- Requests
1 – Summarize the conference entry in two sentences.
2 – Answer these questions using the conference entry:
(a) On what date was the entry updated?
(b) Under which license is the work distributed?
(c) In which town is the Institut für Physik der Atmosphäre located?
3 – In the conference entry, reproduce the part between "EGU2020-13930, updated on" and "Tetoni et al.", inclusive, changing "polarimetry" to "radar polarimetry".

EGU2020-13930, updated on 13 Oct 2022
https://doi.org/10.5194/egusphere-egu2020-13930
EGU General Assembly 2020
© Author(s) 2022. This work is distributed under
the Creative Commons Attribution 4.0 License.

Investigating the contribution of polarimetry in retrieving ice microphysical properties using Dual-Wavelength radar observations

Eleni Tetoni1, Florian Ewald1, Gregor Möller2, Martin Hagen1, Tobias Zinner2, Christoph Knote2, Bernhard Mayer2, Qiang Li1, and Silke Groß1
Eleni Tetoni et al.
  • 1Institut für Physik der Atmosphäre, Deutsches Zentrum für Luft- und Raumfahrt (DLR), Oberpfaffenhofen, Germany (eleni.tetoni@dlr.de)

- Given information

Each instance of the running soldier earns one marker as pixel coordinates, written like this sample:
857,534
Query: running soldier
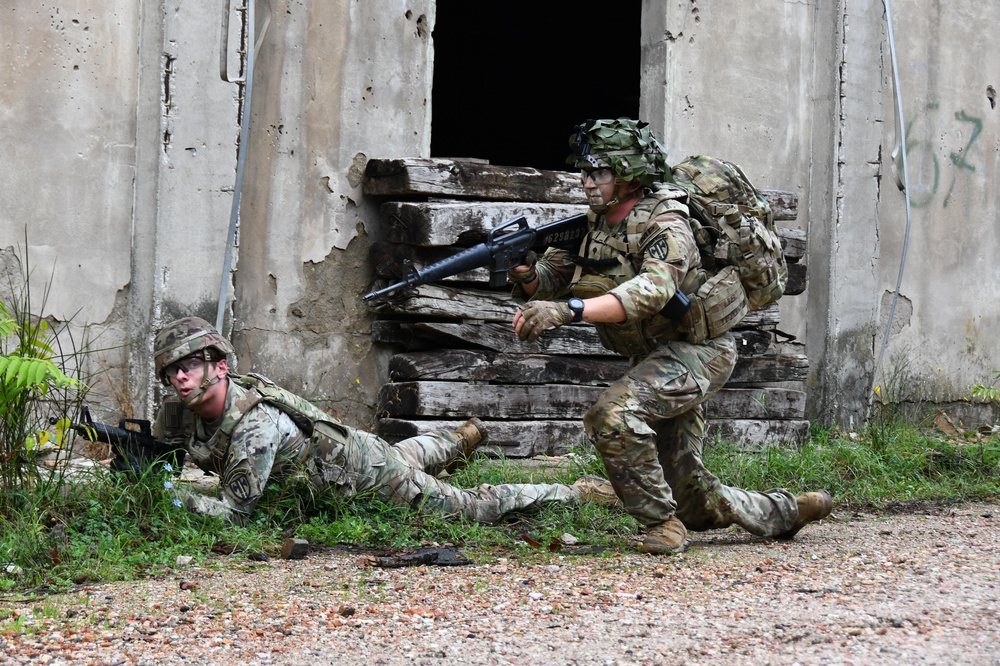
649,425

- Answers to the exercises
1 – The conference entry EGU2020-13930 from the EGU General Assembly 2020, updated on 13 Oct 2022, is titled "Investigating the contribution of polarimetry in retrieving ice microphysical properties using Dual-Wavelength radar observations." It is by Eleni Tetoni and eight co-authors, lists the Institut für Physik der Atmosphäre of the Deutsches Zentrum für Luft- und Raumfahrt (DLR) in Oberpfaffenhofen, Germany, as affiliation 1, and is distributed under the Creative Commons Attribution 4.0 License.

2 –
(a) 13 Oct 2022
(b) The Creative Commons Attribution 4.0 License
(c) Oberpfaffenhofen, Germany

3 –
EGU2020-13930, updated on 13 Oct 2022
https://doi.org/10.5194/egusphere-egu2020-13930
EGU General Assembly 2020
© Author(s) 2022. This work is distributed under
the Creative Commons Attribution 4.0 License.

Investigating the contribution of radar polarimetry in retrieving ice microphysical properties using Dual-Wavelength radar observations

Eleni Tetoni1, Florian Ewald1, Gregor Möller2, Martin Hagen1, Tobias Zinner2, Christoph Knote2, Bernhard Mayer2, Qiang Li1, and Silke Groß1
Eleni Tetoni et al.